> _Your instructions_
Repeat every record below exactly, omitting any pictures.

> _Extracted records_
┄┄┄┄┄┄┄┄┄┄

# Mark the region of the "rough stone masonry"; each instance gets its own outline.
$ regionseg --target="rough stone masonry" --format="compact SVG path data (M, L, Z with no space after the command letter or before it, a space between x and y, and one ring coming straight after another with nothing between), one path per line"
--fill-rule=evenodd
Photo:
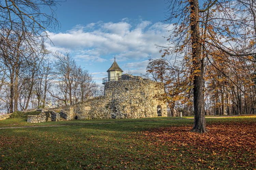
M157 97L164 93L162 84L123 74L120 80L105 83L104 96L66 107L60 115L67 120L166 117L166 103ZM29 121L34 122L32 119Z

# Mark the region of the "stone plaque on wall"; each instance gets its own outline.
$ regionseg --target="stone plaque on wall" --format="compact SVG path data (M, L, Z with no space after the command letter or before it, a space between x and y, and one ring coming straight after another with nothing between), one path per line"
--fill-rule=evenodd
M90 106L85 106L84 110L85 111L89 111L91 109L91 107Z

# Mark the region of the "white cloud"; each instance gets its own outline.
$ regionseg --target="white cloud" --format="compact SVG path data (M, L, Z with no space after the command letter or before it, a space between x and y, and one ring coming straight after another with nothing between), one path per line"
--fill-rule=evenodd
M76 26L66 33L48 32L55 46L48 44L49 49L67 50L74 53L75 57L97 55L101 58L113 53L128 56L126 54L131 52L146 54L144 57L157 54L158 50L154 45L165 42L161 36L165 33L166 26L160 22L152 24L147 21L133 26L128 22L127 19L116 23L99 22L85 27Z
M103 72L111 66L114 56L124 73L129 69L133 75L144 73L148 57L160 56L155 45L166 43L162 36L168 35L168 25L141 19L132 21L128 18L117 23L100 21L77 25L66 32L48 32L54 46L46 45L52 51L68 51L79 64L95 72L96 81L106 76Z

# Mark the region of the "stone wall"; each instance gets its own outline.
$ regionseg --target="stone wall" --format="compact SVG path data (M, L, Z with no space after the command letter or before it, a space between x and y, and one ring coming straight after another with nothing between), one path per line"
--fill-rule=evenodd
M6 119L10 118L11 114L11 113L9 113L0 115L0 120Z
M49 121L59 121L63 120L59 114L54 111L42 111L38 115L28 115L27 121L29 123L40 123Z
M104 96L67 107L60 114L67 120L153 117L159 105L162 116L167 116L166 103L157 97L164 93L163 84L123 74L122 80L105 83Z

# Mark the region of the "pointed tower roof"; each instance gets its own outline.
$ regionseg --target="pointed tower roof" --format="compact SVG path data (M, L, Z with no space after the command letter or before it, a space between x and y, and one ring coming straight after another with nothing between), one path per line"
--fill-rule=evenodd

┄┄┄┄┄┄┄┄┄┄

> _Exercise output_
# Mark the region of the "rough stone masonry"; each instance gets its own outline.
$ regionseg --target="rough stone masonry" --format="compact SVG path data (M, L, Z with no space after the command letter or before it, a space between x and y, and one ring coming straight after another with nothing between), one path per line"
--fill-rule=evenodd
Photo:
M157 97L164 93L162 84L123 74L120 80L105 83L104 96L66 107L60 115L67 120L166 117L166 103ZM29 121L34 122L32 119Z

# Mark the region of the "stone plaque on wall"; each instance gets its own outline.
$ regionseg --target="stone plaque on wall" --format="compact SVG path data (M, L, Z with no space after the command letter or before it, a space between x and y, and one ring coming straight after another with nothing between), one path per line"
--fill-rule=evenodd
M90 106L85 106L84 110L85 111L89 111L91 109L91 107Z

# Mark the region of the "white cloud"; each instance gets its own outline.
$ regionseg --target="white cloud" --format="compact SVG path data (M, L, Z with no space after the command letter or before it, a space between x and y, and one ring coming straight after another with nothing between), one path per line"
--fill-rule=evenodd
M76 26L66 33L48 32L55 46L48 44L49 49L67 50L74 53L75 57L97 55L101 58L113 53L128 56L126 54L131 52L146 54L144 57L157 54L158 50L154 45L165 42L161 36L165 33L166 26L160 22L152 24L147 21L133 26L128 22L127 19L116 23L99 22L85 27Z
M103 72L111 66L114 56L124 73L129 69L133 75L144 73L148 57L160 56L155 45L166 43L162 36L168 35L168 25L141 19L132 21L128 18L117 23L100 21L77 25L66 32L48 32L54 46L46 45L52 51L68 51L79 64L95 72L96 81L106 76Z

# Mark the region of the "stone wall"; each instance gets its own outline.
$ regionseg --target="stone wall" --format="compact SVG path data (M, L, Z with no space after the command letter or before it, a space between x and y, and one ring coming straight after another with nothing between), one path per line"
--fill-rule=evenodd
M6 119L10 118L11 114L11 113L9 113L0 115L0 120Z
M49 121L59 121L63 120L59 114L54 111L42 111L38 115L28 115L27 121L29 123L40 123Z
M104 96L67 107L60 114L67 120L153 117L159 105L162 116L167 116L166 103L157 97L164 93L163 84L123 74L122 80L105 83Z

# Mark the region of the "pointed tower roof"; each instance gets its own outline.
$ regionseg --target="pointed tower roof" --format="compact SVG path data (M, L, Z with no space after the command letter or before it, a space between x and y, and one ring coming straight after another with nothing between), one path per line"
--fill-rule=evenodd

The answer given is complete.